PASSAGE TO READ:

◆ ◆ ◆ ◆ ◆

To the Editor:
As a cardiologist at work and a passive smoker at home, I read the study of Kawachi et al1 with more than usual interest. As is often the case with studies of this type, I had some difficulty putting the results in perspective. It is easy enough to figure out that long-term passive smoking approximately doubles one’s risk of developing coronary heart disease, but when advising my patients (or my wife) about what their smoking habits are doing to their families and coworkers, it is necessary to use measurements that are absolute, not relative, and that are easily understood by the layperson. One such measurement that I have found useful is days (or hours, weeks, months, and so on) of good health. One may ask, “Based on the data of Kawachi et al, how many days of good health are sacrificed by living or working in a smoke-filled environment?” The data may then be analyzed as follows.

◆ ◆ ◆ ◆ ◆

Collected data
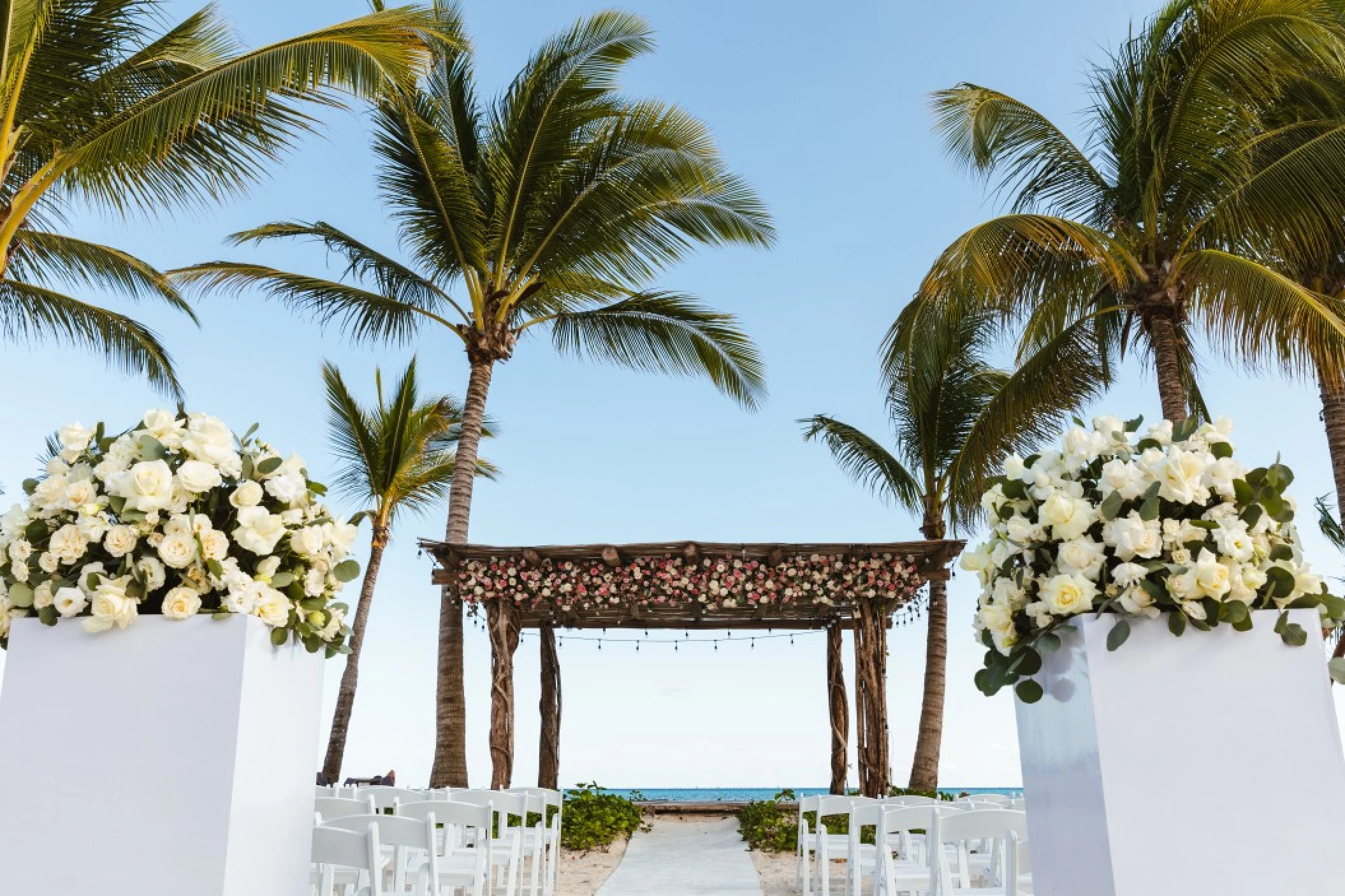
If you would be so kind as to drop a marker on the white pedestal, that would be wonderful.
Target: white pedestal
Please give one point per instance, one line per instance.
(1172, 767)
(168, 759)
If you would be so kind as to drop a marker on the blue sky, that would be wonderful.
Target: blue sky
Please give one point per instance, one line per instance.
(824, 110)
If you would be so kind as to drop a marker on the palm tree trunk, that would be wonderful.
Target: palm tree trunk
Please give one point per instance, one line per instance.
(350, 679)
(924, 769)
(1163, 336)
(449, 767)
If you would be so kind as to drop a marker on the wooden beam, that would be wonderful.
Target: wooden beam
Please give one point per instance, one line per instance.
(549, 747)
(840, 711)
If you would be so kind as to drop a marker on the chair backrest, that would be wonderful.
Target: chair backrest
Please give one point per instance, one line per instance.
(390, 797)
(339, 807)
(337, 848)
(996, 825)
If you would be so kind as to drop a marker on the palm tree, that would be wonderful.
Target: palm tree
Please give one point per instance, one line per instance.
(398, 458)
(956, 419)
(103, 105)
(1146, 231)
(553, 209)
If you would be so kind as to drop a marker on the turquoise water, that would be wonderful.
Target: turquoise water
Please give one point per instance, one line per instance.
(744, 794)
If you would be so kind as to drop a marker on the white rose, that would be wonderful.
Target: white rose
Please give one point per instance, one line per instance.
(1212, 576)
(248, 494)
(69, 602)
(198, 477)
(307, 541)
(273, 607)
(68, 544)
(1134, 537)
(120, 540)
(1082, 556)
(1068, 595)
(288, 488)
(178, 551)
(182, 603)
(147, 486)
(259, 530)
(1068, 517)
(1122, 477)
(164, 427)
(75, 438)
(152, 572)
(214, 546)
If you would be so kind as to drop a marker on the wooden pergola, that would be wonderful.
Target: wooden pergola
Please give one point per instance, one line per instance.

◆ ◆ ◆ ◆ ◆

Write the next part of the letter about passive smoking and heart disease, starting right after its last sentence. The items are separate material and have no connection to the letter about passive smoking.

ANSWER TO THE EXERCISE:
Over the course of 10 years there were 135 coronary events in 25 959 passive smokers. There were 17 events in 6087 nonpassive smokers. Had the latter group been as large as the former (that is, 25 959 individuals), there would have been 72.5 expected events (17×25 959/6087).
When coronary events are plotted against time in years, the area under the curve represents patient-years of good health lost because of coronary disease. If it is assumed that the coronary event rate is a linear function of time, then the 25 959 passive smokers lost 10×135/2=675 person-years of good health during 10 years of follow-up. The normalized group of 25 959 nonpassive smokers lost 10×72.5/2=362.5 person-years of good health. The difference between the two groups is 312.5 person-years, or 312.5/25 959=0.012 years per person, or 4.4 days per person.
On the basis of the data of Kawachi et al, the average passive smoker loses 4.4 days of good health every 10 years because of coronary heart disease. A reasonable person, looking at the data expressed in these terms, might conclude that this is a trivial loss notwithstanding the fact that it is statistically significant.
The ability to measure even the tiniest molehill exceedingly accurately does not make it into a mountain.